→ DIRECTION 1
Translate the following sentence from the excerpt on interactive gaming into French: "Interactive gaming - like the Internet - is a spin-off of the military-industrial complex, a derivative of nuclear war preparations; the most generally accepted candidate for first digital game is "Spacewar," a military simulation "hacked" into being by defense-related workers at MIT."
→ DIRECTION 2
Answer these questions using the excerpt on interactive gaming:
(a) What is the most generally accepted candidate for the first digital game?
(b) Besides "spin-offs," which two terms describe the relation between interactive gaming and the military?
(c) Of what is interactive gaming called the most persuasive instance?
→ DIRECTION 3
In the excerpt on interactive gaming, reproduce the part that opens with the words containing "This new industry" and closes with "workers at MIT.", changing "defense-related workers" to "defense-related researchers".

→ TEXT EXCERPT
This new industry was a child not of the free market but in the
Keynesian welfare/warfare state. Interactive gaming - like the Internet
- is a spin-off of the military-industrial complex, a derivative of
nuclear war preparations; the most generally accepted candidate for
first digital game is "Spacewar," a military simulation "hacked" into
being by defense-related workers at MIT.
18
The digital game was thus born out of a state-led social
mobilization of collective resources that could (in however distorted,
destructive or inadequate a form) be seen as a rudimentary model of
"general intellect."
19
We are dealing here with more than the originating military
influence at the root of so many media technologies: interactive gaming
has a far more organic, persistent relation with the weapons complex;
not just "spin-offs" from the military to civilian applications but
"spin-backs" and "spin-ons." Pentagon simulation-makers constantly
transfer to commercial game-making, while the military frequently
contracts services from, adapts products of, or enters into
co-development partnerships with, the civilian industry - making
interactive gaming the most persuasive instance of a
"military-entertainment-complex."

[Saved data entries]
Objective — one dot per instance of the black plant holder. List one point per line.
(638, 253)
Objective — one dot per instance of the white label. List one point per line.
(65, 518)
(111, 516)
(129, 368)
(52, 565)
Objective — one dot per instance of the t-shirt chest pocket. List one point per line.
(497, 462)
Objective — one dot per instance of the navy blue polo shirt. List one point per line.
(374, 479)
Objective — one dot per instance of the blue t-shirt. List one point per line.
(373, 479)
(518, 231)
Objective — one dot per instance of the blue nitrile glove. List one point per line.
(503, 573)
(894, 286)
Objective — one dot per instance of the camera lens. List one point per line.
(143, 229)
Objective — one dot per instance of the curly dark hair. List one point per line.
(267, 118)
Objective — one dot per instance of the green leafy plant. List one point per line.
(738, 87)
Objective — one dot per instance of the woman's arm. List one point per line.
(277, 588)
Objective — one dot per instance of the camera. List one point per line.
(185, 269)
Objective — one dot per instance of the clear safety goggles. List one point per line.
...
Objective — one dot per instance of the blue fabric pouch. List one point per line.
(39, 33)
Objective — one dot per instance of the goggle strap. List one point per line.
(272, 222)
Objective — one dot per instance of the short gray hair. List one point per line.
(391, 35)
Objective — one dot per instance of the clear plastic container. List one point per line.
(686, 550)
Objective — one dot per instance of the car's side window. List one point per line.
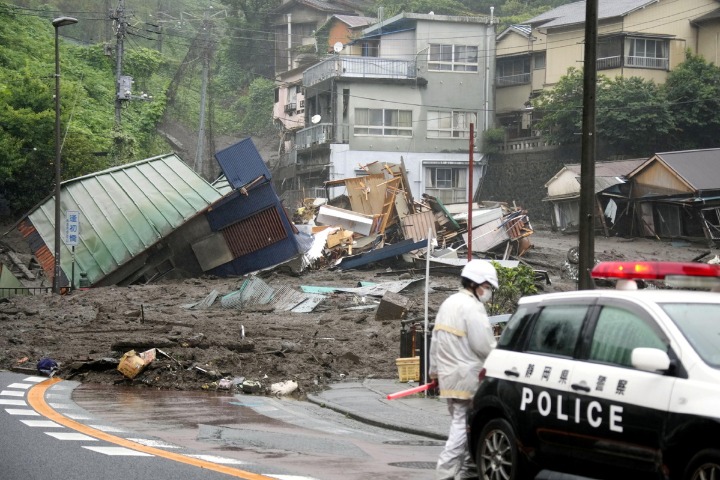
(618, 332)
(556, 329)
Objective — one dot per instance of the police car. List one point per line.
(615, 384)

→ EXERCISE RESULT 1
Le jeu interactif – comme Internet – est un sous-produit du complexe militaro-industriel, un dérivé des préparatifs de guerre nucléaire ; le candidat le plus généralement admis au titre de premier jeu numérique est « Spacewar », une simulation militaire « bidouillée » de toutes pièces par des travailleurs liés à la défense au MIT.

→ EXERCISE RESULT 2
(a) "Spacewar," a military simulation created by defense-related workers at MIT.
(b) "Spin-backs" and "spin-ons."
(c) A "military-entertainment-complex."

→ EXERCISE RESULT 3
This new industry was a child not of the free market but in the
Keynesian welfare/warfare state. Interactive gaming - like the Internet
- is a spin-off of the military-industrial complex, a derivative of
nuclear war preparations; the most generally accepted candidate for
first digital game is "Spacewar," a military simulation "hacked" into
being by defense-related researchers at MIT.